── RECORDS PROVIDED ──

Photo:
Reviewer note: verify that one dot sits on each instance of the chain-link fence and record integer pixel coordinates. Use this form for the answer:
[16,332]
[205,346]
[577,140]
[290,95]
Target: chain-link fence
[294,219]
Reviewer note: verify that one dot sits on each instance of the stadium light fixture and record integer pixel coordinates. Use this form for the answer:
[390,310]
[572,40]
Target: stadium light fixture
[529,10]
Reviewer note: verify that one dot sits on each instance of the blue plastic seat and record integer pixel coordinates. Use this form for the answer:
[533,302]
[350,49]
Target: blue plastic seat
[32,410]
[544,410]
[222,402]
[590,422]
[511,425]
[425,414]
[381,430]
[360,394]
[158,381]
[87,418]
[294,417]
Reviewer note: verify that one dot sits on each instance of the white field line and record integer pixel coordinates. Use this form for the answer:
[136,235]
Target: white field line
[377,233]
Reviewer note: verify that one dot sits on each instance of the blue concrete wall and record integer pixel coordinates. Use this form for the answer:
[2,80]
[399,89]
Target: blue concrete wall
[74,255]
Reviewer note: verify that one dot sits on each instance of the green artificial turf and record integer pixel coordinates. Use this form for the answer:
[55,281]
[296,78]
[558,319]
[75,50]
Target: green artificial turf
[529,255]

───

• [REQUIRED TASK]: Put each line of the entries above into a Markdown table with the columns Row and Line. Number the lines in order and skip blank ones.

• [REPLY TO THE EXERCISE]:
| Row | Line |
|---|---|
| 1 | Photo: |
| 2 | Reviewer note: verify that one dot sits on each instance of the chain-link fence and record integer pixel coordinates. Use this form for the answer: |
| 3 | [16,332] |
| 4 | [205,346] |
| 5 | [577,140] |
| 6 | [290,95] |
| 7 | Target: chain-link fence |
| 8 | [294,219] |
| 9 | Reviewer note: verify that one dot sits on each instance of the stadium light fixture and record integer pixel coordinates. Use this form for the answer: |
| 10 | [390,310] |
| 11 | [572,40] |
| 12 | Target: stadium light fixture |
| 13 | [529,10] |
| 14 | Reviewer note: verify that one dot sits on each instance of the blue plastic seat and record integer pixel coordinates. Use this form for the answer: |
| 15 | [533,302] |
| 16 | [350,49] |
| 17 | Target: blue plastic seat |
| 18 | [32,410] |
| 19 | [544,410] |
| 20 | [222,402] |
| 21 | [590,422] |
| 22 | [511,425] |
| 23 | [425,414] |
| 24 | [381,430] |
| 25 | [360,394] |
| 26 | [158,381] |
| 27 | [87,418] |
| 28 | [294,417] |
| 29 | Reviewer note: verify that one dot sits on each instance of the white field line and record integer pixel coordinates. Use this form for the answer: |
| 30 | [136,235] |
| 31 | Target: white field line |
| 32 | [377,233] |
| 33 | Reviewer note: verify that one dot sits on each instance of the blue concrete wall and record integer pixel coordinates. Use this form for the answer: |
| 34 | [2,80] |
| 35 | [399,89] |
| 36 | Target: blue concrete wall |
| 37 | [74,255] |
| 38 | Reviewer note: verify that one dot sits on each instance of the green artificial turf and record integer pixel coordinates. Use this form for the answer: |
| 39 | [55,281] |
| 40 | [296,78] |
| 41 | [558,319] |
| 42 | [75,50] |
| 43 | Target: green artificial turf |
| 44 | [529,255] |